» Source extract:
Stark—Margaret Parrish Paul Stark, 99, on June 1, 2016, in Port Townsend, Wash. Peg was born on December 4, 1916, in her Philadelphia family’s summer cottage in Corea, Maine, a lobster fishing village that nurtured her love of the sea. Her grandmother and her father, who left his job at a steel company when it began making weapons during World War I, influenced her spiritual life. She lived as a teenager in Langhorne, Pa., attending Langhorne Friends School and Greene Street Friends School.
On a blind double date, she met aeronautical engineer Bill Stark. Learning who would be his date, he said, “You mean that scrawny little girl who plays football?” All her life Peg fondly remembered those football-playing days. They married in New York City in 1937. His work took them to Baltimore, Md., where in 1939 Peg joined Little Falls Meeting in Fallston, Md. In the early 1940s they moved to Lake Washington’s Juanita Point near Kirkland, Wash. They joined a mountaineering group in 1952 and discovered the Enchantment Lakes Basin, high in the Cascade Mountains. When Boeing started to focus on offense-oriented military contracts in the 1970s, Bill took early retirement. They moved to Leavenworth, Wash., and founded Family Adventures, guiding hikers and providing camping in the mountains, especially the Enchantments, which were to them a place of magic and myth. They created an area map giving places names from Arthurian legend and Norse myth that are still used by hikers, some becoming official. They lived in (and ran the business from) a log cabin-style house that they named the Chalet. In the early 1980s, after Congress designated the Alpine Lakes Wilderness, they left the Chalet and leased land to establish Scottish Lakes Nomad Camp above Coulter Creek, building platforms for tents and leading ski tours in winter. Peg’s family said that she hiked like a child, going at a child’s pace so that she missed nothing.

» Tasks for this exercise:
a – List every place name in the Stark obituary that is directly followed by the abbreviation "Wash."
b – According to the Stark obituary, what name did Peg and Bill give to their log cabin-style house?
c – Reproduce word for word the passage of the Stark obituary starting at "Stark—Margaret Parrish Paul" and ending at "Street Friends School.".
The entries that come next have no connection to the Stark obituary.

» Excerpted data:

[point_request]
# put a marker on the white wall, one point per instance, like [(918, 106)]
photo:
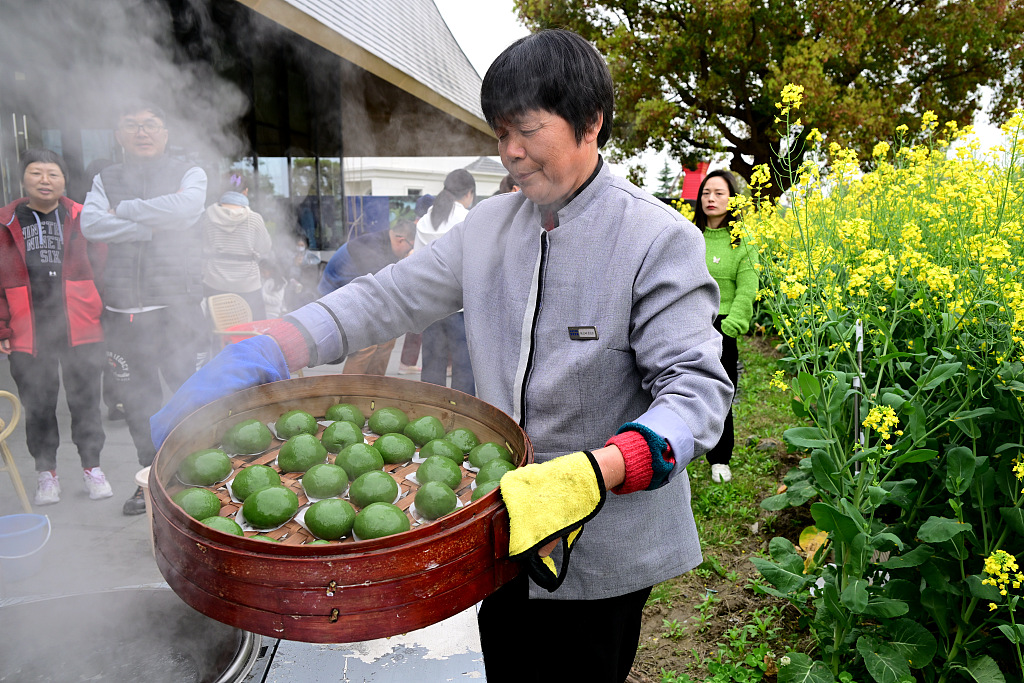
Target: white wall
[(395, 176)]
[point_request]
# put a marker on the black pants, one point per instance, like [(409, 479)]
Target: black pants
[(722, 454), (143, 347), (38, 385), (558, 640)]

» Answers to each task:
a – Port Townsend, Kirkland, Leavenworth

b – They named it the Chalet.

c –
Stark—Margaret Parrish Paul Stark, 99, on June 1, 2016, in Port Townsend, Wash. Peg was born on December 4, 1916, in her Philadelphia family’s summer cottage in Corea, Maine, a lobster fishing village that nurtured her love of the sea. Her grandmother and her father, who left his job at a steel company when it began making weapons during World War I, influenced her spiritual life. She lived as a teenager in Langhorne, Pa., attending Langhorne Friends School and Greene Street Friends School.